→ **DOCUMENT TEXT**
========

Connections, curvature, and Higgs bundles

Recall (from a previous post) that a Kähler manifold $M$ is a complex manifold (with natural complex structure $J$) with a Hermitian metic $g$ whose fundamental form $\omega$ is closed. In this context $M$ is Kähler. Previously we used upper-case letters $V,W$ to denote vector fields on $M$, but here we use lower-case letters $s,u,v$ and call them sections (to consider vector bundles more generally as sheaves).

Definition: A connection on $M$ is a $\C$-linear homomorphism $\nabla: A^0_M\to A^1_M$ satisfying the Leibniz rule $\nabla(fs) = (df)\wedge s + f\nabla (s)$, for $s$ a section of $TM$ and $f\in C^\infty(M)$.

For ease of notation, we often write $\nabla_us$ for $\nabla(s)(u)$, where $s,u$ are sections of $TM$. On Kähler manifolds there is a special connection that we will consider.

Proposition: On $M$ there is a unique connection $\nabla$ that is (for any $u,v\in A^0_M$)

1. Hermitian (satisfies $dg(u,v) = g(\nabla (u),v) + g(u,\nabla (v))$),
2. torsion-free (satisfies $\nabla_uv - \nabla_vu-[u,v] = 0$), and
3. compatible with the complex structure $J$ (satisfies $\nabla_uv = \nabla_{Ju}(Jv)$).

If $\nabla$ satisfies the first two conditions, it is called the Levi-Civita connection, and if it satisfies the first and third conditions, it is called the Chern connection. If $g$ is not necessarily Hermitian, $\nabla$ is called metric if it satisfies the first condition. From here on out $\nabla$ denotes the unique tensor described in the proposition above.

Definition: The curvature tensor of $M$ is defined by
$$R(u,v) = \nabla_u\nabla_v - \nabla_v\nabla_u-\nabla_{[u,v]}.$$
It may be viewed as a map $A^2 \to A^1$, or $A^3\to A^0$, or $A^0\to A^0$. The Ricci tensor of $M$ is defined by
$$r(u,v) = \trace(w\mapsto R(u,v)w) = \sum_i g(R(a_i,u)v,a_i),$$
for the $a_i$ a local orthonormal basis of $A^0 = TM$. This is a map $A^2\to A^0$. The Ricci curvature of $M$ is defined by
$$\Ric(u,v) = r(Ju,v).$$
This is a map $A^2\to A^0$.

Definition: An Einstein manifold is a pair $(M,g)$ that is Riemannian and for which the Ricci curvature is directly proportional to the Riemannian metric. That is, there exists a constant $\lambda\in \R$ such that $\Ric(u,v) = \lambda g(u,v)$ for any $u,v\in A^1$.

========

→ **DATA ENTRIES**

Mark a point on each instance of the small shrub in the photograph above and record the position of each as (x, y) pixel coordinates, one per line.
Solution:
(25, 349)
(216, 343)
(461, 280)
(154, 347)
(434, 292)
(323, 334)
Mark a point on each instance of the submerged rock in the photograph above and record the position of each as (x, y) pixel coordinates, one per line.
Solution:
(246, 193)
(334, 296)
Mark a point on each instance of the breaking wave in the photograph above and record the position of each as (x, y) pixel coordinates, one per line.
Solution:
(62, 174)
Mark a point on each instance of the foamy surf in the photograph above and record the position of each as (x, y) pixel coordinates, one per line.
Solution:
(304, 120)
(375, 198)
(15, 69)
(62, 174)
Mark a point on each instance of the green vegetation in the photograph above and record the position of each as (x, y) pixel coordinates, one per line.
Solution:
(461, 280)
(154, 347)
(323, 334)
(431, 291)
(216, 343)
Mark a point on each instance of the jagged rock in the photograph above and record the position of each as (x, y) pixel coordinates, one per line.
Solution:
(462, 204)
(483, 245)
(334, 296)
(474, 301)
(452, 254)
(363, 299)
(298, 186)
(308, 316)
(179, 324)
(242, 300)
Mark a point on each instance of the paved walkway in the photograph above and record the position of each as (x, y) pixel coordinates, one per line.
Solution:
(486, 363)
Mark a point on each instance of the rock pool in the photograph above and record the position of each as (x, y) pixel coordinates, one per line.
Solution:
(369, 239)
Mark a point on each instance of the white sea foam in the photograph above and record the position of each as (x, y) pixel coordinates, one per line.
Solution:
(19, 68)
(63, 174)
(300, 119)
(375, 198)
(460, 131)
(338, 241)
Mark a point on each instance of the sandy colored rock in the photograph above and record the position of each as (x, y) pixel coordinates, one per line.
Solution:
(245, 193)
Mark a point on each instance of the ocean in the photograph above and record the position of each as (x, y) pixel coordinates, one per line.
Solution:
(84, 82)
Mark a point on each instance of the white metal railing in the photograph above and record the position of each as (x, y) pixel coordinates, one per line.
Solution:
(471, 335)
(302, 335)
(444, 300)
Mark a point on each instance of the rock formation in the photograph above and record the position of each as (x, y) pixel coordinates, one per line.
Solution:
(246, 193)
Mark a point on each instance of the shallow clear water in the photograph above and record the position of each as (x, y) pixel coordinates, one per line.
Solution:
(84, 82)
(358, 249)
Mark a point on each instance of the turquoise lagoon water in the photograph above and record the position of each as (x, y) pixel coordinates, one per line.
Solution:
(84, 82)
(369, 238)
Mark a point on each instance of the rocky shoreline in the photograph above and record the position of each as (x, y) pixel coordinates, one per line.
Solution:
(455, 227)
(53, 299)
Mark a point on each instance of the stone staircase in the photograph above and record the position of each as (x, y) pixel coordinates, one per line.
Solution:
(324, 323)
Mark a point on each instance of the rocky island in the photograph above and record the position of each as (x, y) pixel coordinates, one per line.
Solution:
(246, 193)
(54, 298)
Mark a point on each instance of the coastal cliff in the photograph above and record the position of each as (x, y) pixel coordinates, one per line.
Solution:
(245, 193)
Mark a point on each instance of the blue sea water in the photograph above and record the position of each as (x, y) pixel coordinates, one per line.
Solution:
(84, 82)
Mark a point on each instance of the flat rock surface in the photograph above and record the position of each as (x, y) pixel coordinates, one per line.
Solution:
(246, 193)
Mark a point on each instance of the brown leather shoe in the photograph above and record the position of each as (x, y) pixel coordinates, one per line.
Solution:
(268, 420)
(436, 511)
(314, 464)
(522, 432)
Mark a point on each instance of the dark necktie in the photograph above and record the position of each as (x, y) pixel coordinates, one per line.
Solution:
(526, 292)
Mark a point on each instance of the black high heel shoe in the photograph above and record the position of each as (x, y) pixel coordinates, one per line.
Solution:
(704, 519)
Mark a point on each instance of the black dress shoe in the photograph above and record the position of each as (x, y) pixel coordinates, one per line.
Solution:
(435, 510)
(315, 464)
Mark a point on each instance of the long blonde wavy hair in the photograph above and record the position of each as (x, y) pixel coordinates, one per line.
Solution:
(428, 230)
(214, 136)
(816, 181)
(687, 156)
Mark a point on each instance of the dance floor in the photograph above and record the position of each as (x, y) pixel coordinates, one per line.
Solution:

========

Please translate this sentence from the text on connections and curvature into Spanish: "If $\nabla$ satisfies the first two conditions, it is called the Levi-Civita connection, and if it satisfies the first and third conditions, it is called the Chern connection."

Si $\nabla$ satisface las dos primeras condiciones, se llama la conexión de Levi-Civita, y si satisface la primera y la tercera condiciones, se llama la conexión de Chern.